Problem description =
Exact repetition is required: output every record in full.
# # #
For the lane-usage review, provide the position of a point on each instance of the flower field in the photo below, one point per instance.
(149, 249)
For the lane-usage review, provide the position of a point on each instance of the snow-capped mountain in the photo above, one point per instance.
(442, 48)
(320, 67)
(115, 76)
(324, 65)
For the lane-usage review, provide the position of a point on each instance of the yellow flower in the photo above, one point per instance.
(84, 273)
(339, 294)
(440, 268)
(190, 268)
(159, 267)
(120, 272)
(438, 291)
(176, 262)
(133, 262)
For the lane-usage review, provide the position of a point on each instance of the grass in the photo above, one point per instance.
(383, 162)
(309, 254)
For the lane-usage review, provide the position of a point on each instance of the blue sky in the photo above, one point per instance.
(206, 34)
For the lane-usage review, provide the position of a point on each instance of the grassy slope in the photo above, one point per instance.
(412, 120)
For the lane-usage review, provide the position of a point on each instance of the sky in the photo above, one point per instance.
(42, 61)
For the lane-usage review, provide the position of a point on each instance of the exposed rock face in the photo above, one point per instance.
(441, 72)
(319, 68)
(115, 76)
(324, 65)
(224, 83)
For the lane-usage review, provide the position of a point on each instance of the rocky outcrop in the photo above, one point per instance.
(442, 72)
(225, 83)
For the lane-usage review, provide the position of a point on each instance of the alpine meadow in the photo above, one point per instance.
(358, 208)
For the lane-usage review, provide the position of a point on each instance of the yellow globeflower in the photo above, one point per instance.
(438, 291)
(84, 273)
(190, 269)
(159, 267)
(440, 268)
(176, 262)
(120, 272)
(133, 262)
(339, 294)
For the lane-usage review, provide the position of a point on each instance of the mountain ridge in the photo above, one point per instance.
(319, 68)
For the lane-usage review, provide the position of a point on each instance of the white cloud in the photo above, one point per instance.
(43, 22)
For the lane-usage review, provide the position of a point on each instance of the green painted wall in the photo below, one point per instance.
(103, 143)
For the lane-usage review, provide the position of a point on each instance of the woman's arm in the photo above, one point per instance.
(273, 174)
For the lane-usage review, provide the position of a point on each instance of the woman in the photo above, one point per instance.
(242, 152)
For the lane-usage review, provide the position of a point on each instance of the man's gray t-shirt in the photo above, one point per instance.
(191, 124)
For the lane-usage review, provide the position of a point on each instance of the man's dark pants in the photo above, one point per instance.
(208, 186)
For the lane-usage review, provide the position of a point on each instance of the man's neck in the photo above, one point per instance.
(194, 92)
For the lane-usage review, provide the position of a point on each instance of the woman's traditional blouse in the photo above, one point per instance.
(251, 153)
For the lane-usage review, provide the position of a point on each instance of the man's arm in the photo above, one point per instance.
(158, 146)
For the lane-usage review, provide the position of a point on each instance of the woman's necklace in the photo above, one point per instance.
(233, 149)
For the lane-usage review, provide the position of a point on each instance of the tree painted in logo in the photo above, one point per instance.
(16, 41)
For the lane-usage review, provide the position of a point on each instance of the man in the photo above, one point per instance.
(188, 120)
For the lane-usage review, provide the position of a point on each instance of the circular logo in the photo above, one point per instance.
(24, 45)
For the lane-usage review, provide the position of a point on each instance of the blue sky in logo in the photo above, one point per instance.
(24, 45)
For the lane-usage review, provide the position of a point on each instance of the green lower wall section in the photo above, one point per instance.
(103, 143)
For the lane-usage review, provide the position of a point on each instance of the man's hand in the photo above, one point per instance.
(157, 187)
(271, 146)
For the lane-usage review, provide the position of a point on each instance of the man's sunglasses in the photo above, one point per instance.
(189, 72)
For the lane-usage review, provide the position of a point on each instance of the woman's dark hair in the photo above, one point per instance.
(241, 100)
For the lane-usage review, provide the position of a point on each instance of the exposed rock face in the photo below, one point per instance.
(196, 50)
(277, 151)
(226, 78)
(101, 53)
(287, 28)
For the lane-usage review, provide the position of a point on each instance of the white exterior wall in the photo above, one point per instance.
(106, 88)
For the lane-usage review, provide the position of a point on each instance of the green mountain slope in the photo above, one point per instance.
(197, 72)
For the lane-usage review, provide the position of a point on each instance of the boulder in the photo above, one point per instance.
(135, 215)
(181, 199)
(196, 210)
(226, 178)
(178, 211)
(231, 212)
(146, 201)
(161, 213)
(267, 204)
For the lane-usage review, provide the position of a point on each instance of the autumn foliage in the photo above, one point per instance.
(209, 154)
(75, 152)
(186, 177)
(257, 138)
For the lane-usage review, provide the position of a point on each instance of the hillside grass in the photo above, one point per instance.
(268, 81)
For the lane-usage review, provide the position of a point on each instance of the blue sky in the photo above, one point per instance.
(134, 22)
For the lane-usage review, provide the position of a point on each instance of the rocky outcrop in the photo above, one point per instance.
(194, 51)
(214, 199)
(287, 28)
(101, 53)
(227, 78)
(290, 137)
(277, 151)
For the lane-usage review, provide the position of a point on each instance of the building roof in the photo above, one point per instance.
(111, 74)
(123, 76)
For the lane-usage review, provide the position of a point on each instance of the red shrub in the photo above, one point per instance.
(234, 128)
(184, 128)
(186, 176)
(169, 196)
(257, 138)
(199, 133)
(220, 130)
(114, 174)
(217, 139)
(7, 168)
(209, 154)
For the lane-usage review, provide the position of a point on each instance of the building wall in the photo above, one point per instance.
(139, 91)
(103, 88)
# # #
Exercise solution =
For the lane-usage review, provide the position of a point on each instance of the flower field in the photo below, one point per instance.
(149, 249)
For the lane-usage review, provide the position of a point on each instance of the snow-capped mountain in the photo above, one point per instance.
(442, 48)
(320, 67)
(115, 76)
(324, 65)
For the lane-usage review, provide the position of a point on each instance of the yellow flower in the photo above, one point per instance.
(84, 273)
(339, 294)
(440, 268)
(190, 268)
(159, 267)
(120, 272)
(438, 291)
(176, 262)
(133, 262)
For the lane-usage review, provide the position of a point on each instance of the grass in the photo above, one point per instance.
(383, 162)
(309, 254)
For the lane-usage review, provide the position of a point on each instance of the blue sky in the photo above, one point per instance.
(206, 34)
For the lane-usage review, provide the position of a point on each instance of the grassy slope in the photo above, one point per instance.
(412, 120)
For the lane-usage review, provide the position of a point on each instance of the sky in the photo above, one point per instance.
(42, 61)
For the lane-usage review, provide the position of a point on each instance of the exposed rock face in the photo above, one point per instance.
(441, 72)
(319, 68)
(115, 76)
(324, 65)
(224, 83)
For the lane-usage review, provide the position of a point on each instance of the rocky outcrop in the photo above, one point per instance.
(442, 72)
(225, 83)
For the lane-usage review, provide the position of a point on each instance of the alpine meadow in the photo above, one point per instance.
(358, 208)
For the lane-usage review, provide the position of a point on each instance of the yellow globeflower in the photo above, one point per instance.
(438, 291)
(84, 273)
(190, 269)
(159, 267)
(440, 268)
(176, 262)
(120, 272)
(133, 262)
(339, 294)
For the lane-usage review, provide the position of a point on each instance of the mountain ridge in the photo above, one point per instance.
(319, 68)
For the lane-usage review, provide the position of a point on each instance of the white cloud in the photo above, one point per instance.
(43, 22)
For the lane-usage review, provide the position of a point on each instance of the green painted wall in the photo below, one point per instance.
(103, 143)
For the lane-usage review, provide the position of a point on each instance of the woman's arm in the photo above, one point per instance.
(273, 174)
For the lane-usage review, provide the position of a point on each instance of the woman in the photo above, one point per instance.
(242, 152)
For the lane-usage review, provide the position of a point on each instance of the man's gray t-shirt in the photo above, one point per instance.
(191, 124)
For the lane-usage review, provide the position of a point on each instance of the man's dark pants in the photo above, one point per instance.
(208, 186)
For the lane-usage review, provide the position of a point on each instance of the man's neck in the photo above, one point per instance.
(194, 92)
For the lane-usage review, provide the position of a point on each instance of the woman's traditional blouse in the photo above, one point per instance.
(251, 153)
For the lane-usage review, provide the position of a point on each instance of the man's arm in the photo above, one point per instance.
(158, 146)
For the lane-usage review, provide the position of a point on each instance of the woman's necklace in the photo above, one point per instance.
(233, 149)
For the lane-usage review, provide the position of a point on each instance of the tree painted in logo in the photo above, one point per instance.
(16, 41)
For the lane-usage review, provide the position of a point on each instance of the man in the photo above, one point per instance.
(188, 120)
For the lane-usage review, provide the position of a point on each instance of the circular logo in the photo above, one point per instance.
(24, 45)
For the lane-usage review, provide the position of a point on each instance of the blue sky in logo in the photo above, one point per instance.
(24, 45)
For the lane-usage review, provide the position of a point on each instance of the green lower wall section in the photo above, one point per instance.
(103, 143)
For the lane-usage review, provide the position of a point on each instance of the man's hand in the photo above, one point per instance.
(157, 187)
(271, 146)
For the lane-usage review, provide the position of a point on each instance of the man's sunglasses in the photo above, one point per instance.
(189, 72)
For the lane-usage review, provide the position of a point on each instance of the woman's dark hair in the photo above, one point per instance.
(241, 100)
For the lane-usage review, provide the position of a point on each instance of the exposed rock face in the photo below, one point per instance.
(196, 50)
(277, 151)
(226, 78)
(101, 53)
(287, 28)
For the lane-usage review, provide the position of a point on each instance of the white exterior wall in the photo above, one point per instance.
(106, 88)
For the lane-usage review, provide the position of a point on each instance of the green mountain slope in the photo above, one point per instance.
(197, 72)
For the lane-usage review, provide the position of a point on each instance of the boulder in the photo above, one point per instance.
(135, 215)
(181, 199)
(196, 210)
(226, 178)
(178, 211)
(231, 212)
(146, 201)
(161, 213)
(267, 204)
For the lane-usage review, provide the position of a point on each instance of the autumn foliage in the photo above, one point per instance.
(209, 154)
(75, 152)
(186, 177)
(257, 138)
For the lane-usage review, provide the position of a point on each instance of the hillside grass in the photo above, one point per instance.
(268, 81)
For the lane-usage review, provide the position of a point on each instance of the blue sky in the photo above, one point per instance.
(134, 22)
For the lane-usage review, provide the position of a point on each instance of the rocky outcrop in the photo above, one point per instance.
(194, 51)
(214, 199)
(287, 28)
(101, 53)
(227, 78)
(290, 137)
(277, 151)
For the lane-usage review, provide the position of a point on each instance of the building roof in the photo above, one point per instance.
(111, 74)
(123, 76)
For the lane-usage review, provide the position of a point on each instance of the red shrub in the photo above, one point per instance.
(234, 128)
(184, 128)
(186, 176)
(169, 196)
(257, 138)
(199, 133)
(220, 130)
(114, 174)
(217, 139)
(7, 168)
(209, 154)
For the lane-usage review, provide the position of a point on each instance of the building wall in the photo above, one point per instance.
(139, 91)
(103, 88)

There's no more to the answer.